---- Provided data
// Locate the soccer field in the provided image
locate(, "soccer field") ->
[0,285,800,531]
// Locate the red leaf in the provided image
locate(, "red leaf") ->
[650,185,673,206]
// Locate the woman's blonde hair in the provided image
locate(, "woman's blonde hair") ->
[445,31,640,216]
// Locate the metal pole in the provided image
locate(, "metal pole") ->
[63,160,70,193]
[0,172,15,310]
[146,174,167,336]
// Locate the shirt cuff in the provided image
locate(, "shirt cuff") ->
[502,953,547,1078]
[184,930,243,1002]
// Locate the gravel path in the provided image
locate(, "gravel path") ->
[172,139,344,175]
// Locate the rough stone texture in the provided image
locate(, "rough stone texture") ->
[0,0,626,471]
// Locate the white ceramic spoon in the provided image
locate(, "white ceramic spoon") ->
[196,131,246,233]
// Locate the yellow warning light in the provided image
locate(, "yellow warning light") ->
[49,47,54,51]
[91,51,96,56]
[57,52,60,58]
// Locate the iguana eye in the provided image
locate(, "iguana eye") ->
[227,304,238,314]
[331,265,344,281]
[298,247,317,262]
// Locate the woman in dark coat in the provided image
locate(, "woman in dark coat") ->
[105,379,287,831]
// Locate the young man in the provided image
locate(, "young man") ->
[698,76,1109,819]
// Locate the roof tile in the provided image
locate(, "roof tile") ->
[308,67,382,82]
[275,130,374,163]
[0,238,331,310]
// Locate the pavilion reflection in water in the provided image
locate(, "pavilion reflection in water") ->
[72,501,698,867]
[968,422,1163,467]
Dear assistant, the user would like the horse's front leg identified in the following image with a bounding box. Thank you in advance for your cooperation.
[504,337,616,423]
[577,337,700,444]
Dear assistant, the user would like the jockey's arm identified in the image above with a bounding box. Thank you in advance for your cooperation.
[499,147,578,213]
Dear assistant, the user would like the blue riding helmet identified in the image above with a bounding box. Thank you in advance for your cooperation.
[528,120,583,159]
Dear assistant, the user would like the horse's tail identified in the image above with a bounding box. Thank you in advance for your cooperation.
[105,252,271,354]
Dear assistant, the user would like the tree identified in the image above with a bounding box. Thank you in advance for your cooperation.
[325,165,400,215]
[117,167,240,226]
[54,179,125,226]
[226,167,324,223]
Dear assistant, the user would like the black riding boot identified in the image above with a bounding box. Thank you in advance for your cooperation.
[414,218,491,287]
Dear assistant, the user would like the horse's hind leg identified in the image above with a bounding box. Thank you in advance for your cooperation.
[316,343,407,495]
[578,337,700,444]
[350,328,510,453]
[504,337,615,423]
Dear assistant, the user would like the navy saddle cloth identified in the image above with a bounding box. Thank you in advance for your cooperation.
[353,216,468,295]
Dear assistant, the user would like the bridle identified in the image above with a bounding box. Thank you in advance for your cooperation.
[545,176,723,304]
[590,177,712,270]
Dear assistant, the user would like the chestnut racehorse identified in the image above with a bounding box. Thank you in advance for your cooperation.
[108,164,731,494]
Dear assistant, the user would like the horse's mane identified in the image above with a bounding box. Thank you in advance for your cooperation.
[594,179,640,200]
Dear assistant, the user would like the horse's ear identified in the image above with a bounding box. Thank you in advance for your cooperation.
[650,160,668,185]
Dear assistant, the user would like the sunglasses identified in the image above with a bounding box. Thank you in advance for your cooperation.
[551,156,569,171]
--------
Please output every row above again, unchanged and in the same order.

// Locate the soccer field in the provided image
locate(, "soccer field") ->
[0,285,800,531]
// Locate the red leaf in the provided image
locate(, "red leaf") ->
[650,185,673,206]
// Locate the woman's blonde hair in the provided image
locate(, "woman's blonde hair") ->
[445,31,640,216]
// Locate the metal pole in the provided image
locate(, "metal pole") ->
[63,160,70,193]
[0,172,15,310]
[146,174,167,336]
// Locate the shirt cuff in the provided image
locate(, "shirt cuff") ->
[502,953,547,1078]
[184,930,243,1002]
// Locate the gravel path in the provided image
locate(, "gravel path") ->
[172,139,344,175]
// Locate the rough stone texture in the provided image
locate(, "rough stone texture") ->
[0,0,626,471]
// Locate the white ceramic spoon in the provided image
locate(, "white ceramic spoon") ->
[196,131,246,233]
// Locate the yellow warning light in the provided image
locate(, "yellow warning light") ->
[49,47,54,51]
[91,51,96,56]
[57,52,60,58]
// Locate the iguana eye in the provided image
locate(, "iguana eye") ->
[227,304,238,314]
[331,265,344,281]
[298,247,317,262]
// Locate the woman in dark coat in the provided image
locate(, "woman in dark coat") ->
[105,379,287,831]
// Locate the young man in the provided image
locate(, "young man") ->
[698,76,1109,819]
// Locate the roof tile in the provided image
locate(, "roof tile") ->
[308,67,382,82]
[275,130,374,163]
[0,238,331,310]
// Locate the pavilion reflection in water in the provided image
locate(, "pavilion reflection in water") ->
[72,501,698,867]
[968,422,1163,467]
Dear assistant, the user would like the horse's front leg identified in the following image with a bounding box. Thank you in advance for your cooperation.
[504,337,616,423]
[577,337,700,444]
Dear assistant, the user would like the jockey's arm identified in the image above with a bounding box. Thank you in advance for your cooperation.
[499,147,578,213]
Dear assistant, the user would like the blue riding helmet identified in the image above with a bounding box. Thank you in advance for your cooperation.
[528,120,583,159]
Dear assistant, the user would like the horse's tail identified in the image above with a bounding box. Thank you in advance for your cooperation.
[105,252,271,354]
Dear assistant, the user would like the tree identified in the image above with a bounding box. Thank you in advance for your cooperation.
[325,165,400,215]
[117,167,240,226]
[54,179,125,226]
[226,167,324,223]
Dear assistant, the user would like the black riding boot identified in the image above with a bounding box. Thank you in advance for your cooperation.
[414,218,491,287]
Dear assistant, the user would like the horse's hind leg identified in the image above with a bounding box. Thank you in advance for your cooperation.
[316,343,407,495]
[578,337,700,444]
[350,328,510,453]
[504,337,615,423]
Dear assistant, the user would like the navy saddle cloth identified in the image above with a bounding box. Thank you in advance for your cooperation.
[353,216,468,295]
Dear assistant, the user would like the bridle identified in the image above with a bounding box. Thank you in advance for your cooperation.
[545,176,723,304]
[590,177,712,270]
Dear assistant, the user would like the chestnut racehorse identified in the image above with a bounding box. Thank you in advance for your cooperation.
[108,164,731,494]
Dear assistant, the user would like the horse's mane identified in the image above with a bounding box. Thank you in advance for your cooperation.
[594,179,640,200]
Dear assistant, the user would like the horse's ear identified in the image above with a bounding box. Thank you in advance for your cooperation.
[650,160,668,185]
Dear assistant, the user would like the sunglasses identified in the image above with a bounding box. Thank you in advance for your cooperation.
[551,156,569,171]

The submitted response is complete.